:: Data drawn from a collection ::
□ □ □ □ □
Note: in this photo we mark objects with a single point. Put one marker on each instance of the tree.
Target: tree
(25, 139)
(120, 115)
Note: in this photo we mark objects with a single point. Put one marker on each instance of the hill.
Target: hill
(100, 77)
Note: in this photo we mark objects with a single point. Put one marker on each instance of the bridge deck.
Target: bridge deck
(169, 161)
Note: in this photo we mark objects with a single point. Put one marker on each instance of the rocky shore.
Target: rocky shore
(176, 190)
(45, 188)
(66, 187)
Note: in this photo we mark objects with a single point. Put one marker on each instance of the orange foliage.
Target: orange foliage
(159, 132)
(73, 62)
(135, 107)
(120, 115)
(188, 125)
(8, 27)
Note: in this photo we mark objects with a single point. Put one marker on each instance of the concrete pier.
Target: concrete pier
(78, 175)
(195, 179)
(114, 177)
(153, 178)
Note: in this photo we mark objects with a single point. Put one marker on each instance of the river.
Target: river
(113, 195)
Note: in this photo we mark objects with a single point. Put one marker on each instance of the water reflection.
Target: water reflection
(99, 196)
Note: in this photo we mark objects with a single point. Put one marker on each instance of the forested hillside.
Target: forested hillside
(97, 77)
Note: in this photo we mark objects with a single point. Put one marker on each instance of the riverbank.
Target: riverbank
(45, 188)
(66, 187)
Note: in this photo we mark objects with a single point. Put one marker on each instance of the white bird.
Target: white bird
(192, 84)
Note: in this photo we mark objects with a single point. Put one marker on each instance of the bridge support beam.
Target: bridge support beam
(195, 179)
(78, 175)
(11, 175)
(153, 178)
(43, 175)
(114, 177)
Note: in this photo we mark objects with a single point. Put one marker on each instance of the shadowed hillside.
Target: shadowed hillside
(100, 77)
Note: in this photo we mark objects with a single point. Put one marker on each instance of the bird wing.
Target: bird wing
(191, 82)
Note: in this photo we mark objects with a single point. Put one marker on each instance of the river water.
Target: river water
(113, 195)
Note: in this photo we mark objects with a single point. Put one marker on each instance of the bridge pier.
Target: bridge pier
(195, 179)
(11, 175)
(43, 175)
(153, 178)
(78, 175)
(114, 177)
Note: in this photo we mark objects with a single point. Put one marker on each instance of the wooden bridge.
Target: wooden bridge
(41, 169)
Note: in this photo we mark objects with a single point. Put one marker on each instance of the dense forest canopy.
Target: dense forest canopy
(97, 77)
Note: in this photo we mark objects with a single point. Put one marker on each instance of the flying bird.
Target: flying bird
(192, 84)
□ □ □ □ □
:: The request ::
Retype all of the records above, reproducing every line without any change.

:: Final result ::
Note: in this photo we mark objects with a single point. Put one marker on each instance of the tree.
Target: tree
(25, 139)
(120, 115)
Note: in this photo we mark objects with a single point. Put one marker on each instance of the hill.
Target: hill
(100, 77)
Note: in this photo we mark objects with a single point. Put one marker on each instance of the bridge deck.
Target: bridge deck
(169, 161)
Note: in this photo we mark objects with a single point. Put one marker on each instance of the rocky shore.
Target: rocky shore
(176, 190)
(45, 188)
(66, 187)
Note: in this photo we mark objects with a single point. Put one marker on each instance of the orange foliage.
Target: orange foliage
(159, 132)
(73, 62)
(135, 107)
(120, 115)
(188, 125)
(8, 27)
Note: in this photo we mark objects with a single point. Put one marker on each instance of the concrete pier.
Target: concrete pier
(78, 175)
(195, 179)
(114, 177)
(153, 178)
Note: in this photo we mark objects with a single point. Put one marker on each instance of the river.
Target: river
(113, 195)
Note: in this photo we mark objects with a single point. Put one marker on each instance of the water reflection.
Target: water reflection
(99, 196)
Note: in this photo we mark objects with a single point. Put one marker on each instance of the forested hillside.
Target: forested hillside
(97, 77)
Note: in this photo we mark objects with a single point. Put one marker on each instance of the riverbank.
Target: riverbank
(45, 188)
(66, 187)
Note: in this photo we mark objects with a single point. Put one marker on each instance of the white bird.
Target: white bird
(192, 84)
Note: in this photo we mark objects with a single point. Put one marker on each instance of the bridge support beam.
Target: bridge support beam
(195, 179)
(78, 175)
(11, 175)
(153, 178)
(43, 175)
(114, 177)
Note: in this photo we mark objects with a single point. Put one marker on each instance of the shadowed hillside.
Target: shadowed hillside
(100, 77)
Note: in this photo we mark objects with a single point. Put one marker on each instance of the bird wing.
Target: bird wing
(191, 82)
Note: in this photo we mark objects with a single point. Put one marker on each instance of the river water.
Target: river water
(113, 195)
Note: in this photo we mark objects with a single point. Put one marker on each instance of the bridge pier.
Target: bridge pier
(195, 179)
(11, 175)
(43, 175)
(153, 178)
(78, 175)
(114, 177)
Note: in this photo we mark objects with a single point. Put one marker on each instance of the wooden bridge.
Target: wooden bridge
(41, 169)
Note: in this photo we mark objects with a single point. Put one marker on each instance of the dense forest canopy.
Target: dense forest canopy
(97, 77)
Note: in this photo we mark objects with a single point. Put one marker on each instance of the flying bird.
Target: flying bird
(192, 84)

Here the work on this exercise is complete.